Aim :: Which lines of the entries below contain the word "wooden", counting only matches with the same capitalization? Return each of those lines in full.

-=-=-

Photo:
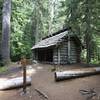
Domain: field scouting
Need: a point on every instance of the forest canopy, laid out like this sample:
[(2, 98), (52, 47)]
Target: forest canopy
[(31, 20)]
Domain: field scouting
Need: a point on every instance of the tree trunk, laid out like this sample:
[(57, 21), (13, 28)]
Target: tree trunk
[(5, 44)]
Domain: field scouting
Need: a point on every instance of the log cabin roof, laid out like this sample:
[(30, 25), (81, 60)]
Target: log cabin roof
[(53, 40)]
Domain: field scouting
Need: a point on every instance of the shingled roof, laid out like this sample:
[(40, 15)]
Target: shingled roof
[(54, 39), (51, 41)]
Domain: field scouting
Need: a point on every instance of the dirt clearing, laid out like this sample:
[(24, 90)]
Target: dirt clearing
[(43, 80)]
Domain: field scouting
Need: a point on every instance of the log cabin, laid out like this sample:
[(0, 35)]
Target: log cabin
[(62, 47)]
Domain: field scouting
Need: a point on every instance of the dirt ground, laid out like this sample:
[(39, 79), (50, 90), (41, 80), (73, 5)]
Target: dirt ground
[(43, 80)]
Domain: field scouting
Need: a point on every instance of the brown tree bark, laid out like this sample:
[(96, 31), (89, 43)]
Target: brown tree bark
[(5, 43)]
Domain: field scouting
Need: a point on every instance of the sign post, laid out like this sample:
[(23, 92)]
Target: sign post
[(24, 63)]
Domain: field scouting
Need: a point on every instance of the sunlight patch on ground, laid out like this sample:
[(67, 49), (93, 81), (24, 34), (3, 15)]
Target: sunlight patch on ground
[(39, 67), (3, 80)]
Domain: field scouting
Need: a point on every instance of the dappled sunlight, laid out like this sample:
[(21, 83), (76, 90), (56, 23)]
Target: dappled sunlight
[(39, 67), (3, 80)]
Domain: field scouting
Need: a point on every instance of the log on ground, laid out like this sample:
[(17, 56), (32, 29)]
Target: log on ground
[(14, 83), (76, 73)]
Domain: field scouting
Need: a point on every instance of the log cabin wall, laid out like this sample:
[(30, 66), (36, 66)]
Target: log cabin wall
[(60, 54)]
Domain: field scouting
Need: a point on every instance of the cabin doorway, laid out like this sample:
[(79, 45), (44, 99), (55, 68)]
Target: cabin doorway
[(45, 55)]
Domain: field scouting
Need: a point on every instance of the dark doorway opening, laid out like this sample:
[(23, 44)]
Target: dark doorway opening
[(45, 55)]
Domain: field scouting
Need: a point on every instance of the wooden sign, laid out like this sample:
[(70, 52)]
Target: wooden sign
[(24, 62)]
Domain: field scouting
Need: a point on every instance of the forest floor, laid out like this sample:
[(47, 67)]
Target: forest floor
[(43, 80)]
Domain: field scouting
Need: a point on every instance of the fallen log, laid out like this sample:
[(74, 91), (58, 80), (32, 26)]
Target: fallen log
[(14, 83), (62, 75)]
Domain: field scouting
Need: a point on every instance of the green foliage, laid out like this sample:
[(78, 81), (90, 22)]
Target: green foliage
[(22, 37)]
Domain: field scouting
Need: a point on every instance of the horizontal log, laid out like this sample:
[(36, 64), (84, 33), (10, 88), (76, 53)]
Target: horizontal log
[(14, 83), (76, 73)]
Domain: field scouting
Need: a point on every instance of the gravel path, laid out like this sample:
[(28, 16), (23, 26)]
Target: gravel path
[(43, 80)]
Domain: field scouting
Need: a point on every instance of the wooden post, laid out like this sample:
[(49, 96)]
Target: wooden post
[(58, 56), (69, 48), (24, 63)]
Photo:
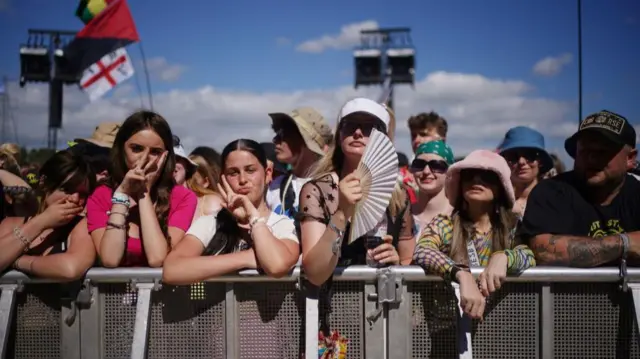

-=-=-

The output ::
Need: a point on every instance of the wooden sign, laid out like this sample:
Target: wooden sign
Need: a point on every instance of the wooden post, laid out like this sample:
Target: wooden post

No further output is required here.